▸ **Work required**
Write the records out again exactly, leaving no images in.

Dataset entries

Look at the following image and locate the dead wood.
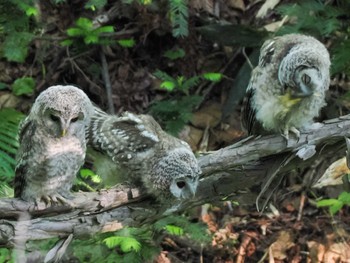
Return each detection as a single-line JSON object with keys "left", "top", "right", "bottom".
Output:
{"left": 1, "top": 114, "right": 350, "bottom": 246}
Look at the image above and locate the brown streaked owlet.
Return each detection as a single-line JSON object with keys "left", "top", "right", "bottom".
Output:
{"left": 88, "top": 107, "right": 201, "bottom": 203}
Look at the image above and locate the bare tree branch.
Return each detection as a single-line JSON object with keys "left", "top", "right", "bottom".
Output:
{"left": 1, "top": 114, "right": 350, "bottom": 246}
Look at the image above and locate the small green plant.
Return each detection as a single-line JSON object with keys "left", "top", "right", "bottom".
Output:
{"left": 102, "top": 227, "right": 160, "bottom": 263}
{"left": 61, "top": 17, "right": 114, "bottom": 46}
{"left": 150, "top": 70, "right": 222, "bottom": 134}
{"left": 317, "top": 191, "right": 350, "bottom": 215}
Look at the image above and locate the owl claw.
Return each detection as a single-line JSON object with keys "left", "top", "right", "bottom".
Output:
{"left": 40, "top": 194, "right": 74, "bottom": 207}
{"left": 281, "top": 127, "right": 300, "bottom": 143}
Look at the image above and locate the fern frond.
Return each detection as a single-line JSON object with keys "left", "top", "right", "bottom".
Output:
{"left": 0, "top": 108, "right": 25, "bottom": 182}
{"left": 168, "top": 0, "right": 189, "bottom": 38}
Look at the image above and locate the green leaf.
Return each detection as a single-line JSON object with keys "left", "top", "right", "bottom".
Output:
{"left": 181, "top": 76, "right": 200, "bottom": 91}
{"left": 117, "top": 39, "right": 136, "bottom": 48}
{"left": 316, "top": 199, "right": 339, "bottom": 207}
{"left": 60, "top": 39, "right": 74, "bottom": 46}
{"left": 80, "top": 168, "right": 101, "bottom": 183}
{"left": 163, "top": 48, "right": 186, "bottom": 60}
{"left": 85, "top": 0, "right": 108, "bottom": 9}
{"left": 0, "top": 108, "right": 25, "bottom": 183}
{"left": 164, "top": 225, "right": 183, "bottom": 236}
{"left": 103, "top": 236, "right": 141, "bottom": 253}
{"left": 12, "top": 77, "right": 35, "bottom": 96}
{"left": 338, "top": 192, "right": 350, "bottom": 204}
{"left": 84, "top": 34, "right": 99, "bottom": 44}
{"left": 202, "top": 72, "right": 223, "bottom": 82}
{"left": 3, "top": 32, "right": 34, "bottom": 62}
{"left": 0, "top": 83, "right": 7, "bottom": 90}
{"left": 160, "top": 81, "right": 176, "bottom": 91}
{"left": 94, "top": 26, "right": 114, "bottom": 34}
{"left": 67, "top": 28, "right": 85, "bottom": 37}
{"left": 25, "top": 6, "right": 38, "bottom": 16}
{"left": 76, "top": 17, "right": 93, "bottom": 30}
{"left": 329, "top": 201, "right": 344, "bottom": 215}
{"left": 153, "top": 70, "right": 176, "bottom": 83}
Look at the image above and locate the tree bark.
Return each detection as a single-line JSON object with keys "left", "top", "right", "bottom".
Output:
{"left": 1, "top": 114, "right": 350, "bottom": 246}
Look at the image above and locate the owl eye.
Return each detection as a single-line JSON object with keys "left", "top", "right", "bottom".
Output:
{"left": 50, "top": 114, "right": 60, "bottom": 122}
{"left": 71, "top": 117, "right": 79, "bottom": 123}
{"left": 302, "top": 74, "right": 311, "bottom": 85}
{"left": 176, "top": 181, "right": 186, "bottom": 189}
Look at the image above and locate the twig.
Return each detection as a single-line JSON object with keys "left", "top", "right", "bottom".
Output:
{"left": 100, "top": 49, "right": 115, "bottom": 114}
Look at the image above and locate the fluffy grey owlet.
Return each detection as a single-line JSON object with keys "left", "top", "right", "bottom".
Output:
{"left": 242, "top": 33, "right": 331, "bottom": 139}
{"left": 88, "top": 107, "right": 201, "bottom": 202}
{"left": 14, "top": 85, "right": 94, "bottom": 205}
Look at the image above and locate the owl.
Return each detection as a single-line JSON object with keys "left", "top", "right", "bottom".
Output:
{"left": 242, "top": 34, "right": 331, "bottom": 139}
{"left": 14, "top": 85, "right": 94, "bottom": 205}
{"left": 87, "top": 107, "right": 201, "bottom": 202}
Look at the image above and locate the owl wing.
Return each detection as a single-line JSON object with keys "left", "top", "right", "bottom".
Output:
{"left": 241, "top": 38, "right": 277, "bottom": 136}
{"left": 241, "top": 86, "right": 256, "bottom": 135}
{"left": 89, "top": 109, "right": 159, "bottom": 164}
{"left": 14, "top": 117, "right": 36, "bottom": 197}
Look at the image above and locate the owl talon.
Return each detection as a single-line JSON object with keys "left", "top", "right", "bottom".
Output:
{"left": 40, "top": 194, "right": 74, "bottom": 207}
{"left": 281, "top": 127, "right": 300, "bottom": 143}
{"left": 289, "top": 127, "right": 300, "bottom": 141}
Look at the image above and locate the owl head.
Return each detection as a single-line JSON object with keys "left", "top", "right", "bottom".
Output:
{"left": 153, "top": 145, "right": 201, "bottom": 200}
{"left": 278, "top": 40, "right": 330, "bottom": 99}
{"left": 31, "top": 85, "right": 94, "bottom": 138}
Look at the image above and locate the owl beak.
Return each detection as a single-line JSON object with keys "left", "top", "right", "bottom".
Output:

▸ **Result for this exercise**
Look at the following image and locate the dead wood.
Return each detection as a single-line JSON object with keys "left", "top", "right", "bottom".
Output:
{"left": 1, "top": 114, "right": 350, "bottom": 246}
Look at the image above and locate the brown streaked owlet.
Return each detection as a single-line JSON object with keys "left", "top", "right", "bottom".
Output:
{"left": 88, "top": 107, "right": 201, "bottom": 203}
Look at the image above and locate the bare tree branch.
Return each detection as a single-line JSON object with keys "left", "top", "right", "bottom".
Output:
{"left": 1, "top": 114, "right": 350, "bottom": 246}
Look at the image above and locate the small green plant.
Return each detection as a single-line JSON object with keys "left", "top", "right", "bottom".
Output:
{"left": 102, "top": 227, "right": 160, "bottom": 263}
{"left": 61, "top": 17, "right": 114, "bottom": 46}
{"left": 150, "top": 70, "right": 222, "bottom": 134}
{"left": 317, "top": 191, "right": 350, "bottom": 215}
Look at the image above and locate the owl claw.
Return each detection as a single-line JSON object with keys "left", "top", "right", "bottom".
Output:
{"left": 40, "top": 194, "right": 74, "bottom": 207}
{"left": 281, "top": 127, "right": 300, "bottom": 143}
Look at the image above and locate the fern frond.
Return each detection as a single-line JSON object with keys "left", "top", "right", "bottom".
Output:
{"left": 0, "top": 108, "right": 25, "bottom": 182}
{"left": 168, "top": 0, "right": 189, "bottom": 38}
Look at the image above and locate the green leaf.
Return each detection as a single-line JSON object with keys "left", "top", "right", "bottom".
Output:
{"left": 181, "top": 76, "right": 200, "bottom": 91}
{"left": 117, "top": 39, "right": 136, "bottom": 48}
{"left": 316, "top": 199, "right": 339, "bottom": 207}
{"left": 60, "top": 39, "right": 74, "bottom": 46}
{"left": 80, "top": 168, "right": 101, "bottom": 183}
{"left": 163, "top": 48, "right": 186, "bottom": 60}
{"left": 85, "top": 0, "right": 108, "bottom": 9}
{"left": 0, "top": 108, "right": 25, "bottom": 183}
{"left": 164, "top": 225, "right": 183, "bottom": 236}
{"left": 103, "top": 236, "right": 141, "bottom": 253}
{"left": 12, "top": 77, "right": 35, "bottom": 96}
{"left": 338, "top": 192, "right": 350, "bottom": 204}
{"left": 84, "top": 34, "right": 99, "bottom": 44}
{"left": 202, "top": 72, "right": 223, "bottom": 82}
{"left": 3, "top": 32, "right": 34, "bottom": 62}
{"left": 0, "top": 83, "right": 7, "bottom": 90}
{"left": 160, "top": 81, "right": 176, "bottom": 91}
{"left": 94, "top": 26, "right": 114, "bottom": 34}
{"left": 67, "top": 28, "right": 85, "bottom": 37}
{"left": 25, "top": 6, "right": 38, "bottom": 16}
{"left": 76, "top": 17, "right": 93, "bottom": 30}
{"left": 329, "top": 201, "right": 344, "bottom": 215}
{"left": 153, "top": 70, "right": 176, "bottom": 83}
Look at the image above and locate the tree bark.
Return each detection as a single-line JSON object with keys "left", "top", "right", "bottom".
Output:
{"left": 1, "top": 114, "right": 350, "bottom": 246}
Look at the image above and locate the owl eye.
Return each detection as a single-line JSON object with keys "left", "top", "right", "bottom".
Output:
{"left": 50, "top": 114, "right": 60, "bottom": 122}
{"left": 71, "top": 117, "right": 79, "bottom": 123}
{"left": 302, "top": 74, "right": 311, "bottom": 85}
{"left": 176, "top": 181, "right": 186, "bottom": 189}
Look at the image above and locate the twig.
Return each detection as a single-line JSON object with keys "left", "top", "right", "bottom".
Output:
{"left": 100, "top": 49, "right": 115, "bottom": 114}
Look at the image above and locate the fluffy grey owlet.
Return each detection as a single-line JSON object with keys "left", "top", "right", "bottom".
Output:
{"left": 242, "top": 33, "right": 331, "bottom": 139}
{"left": 88, "top": 107, "right": 201, "bottom": 202}
{"left": 14, "top": 85, "right": 94, "bottom": 205}
Look at the image above and locate the owl.
Return each detection as a single-line JSON object with keys "left", "top", "right", "bottom".
Output:
{"left": 242, "top": 34, "right": 331, "bottom": 139}
{"left": 14, "top": 85, "right": 94, "bottom": 205}
{"left": 87, "top": 107, "right": 201, "bottom": 202}
Look at the image above and locate the owl wing.
Return each detection as a single-line JSON object with keys "left", "top", "right", "bottom".
Output:
{"left": 241, "top": 38, "right": 277, "bottom": 136}
{"left": 241, "top": 86, "right": 256, "bottom": 135}
{"left": 89, "top": 109, "right": 159, "bottom": 164}
{"left": 14, "top": 117, "right": 36, "bottom": 197}
Look at the image above and locate the owl talon.
Return each detection as a single-line JSON object with keys "left", "top", "right", "bottom".
Output:
{"left": 40, "top": 194, "right": 74, "bottom": 207}
{"left": 281, "top": 127, "right": 300, "bottom": 143}
{"left": 289, "top": 127, "right": 300, "bottom": 141}
Look at the image above and locate the owl head.
Return each detection as a single-line JSON object with keys "left", "top", "right", "bottom".
Output:
{"left": 153, "top": 145, "right": 201, "bottom": 200}
{"left": 278, "top": 40, "right": 330, "bottom": 99}
{"left": 31, "top": 85, "right": 94, "bottom": 138}
Look at the image above and locate the owl beak.
Return each detection as a single-line JSON object with keys "left", "top", "right", "bottom".
Output:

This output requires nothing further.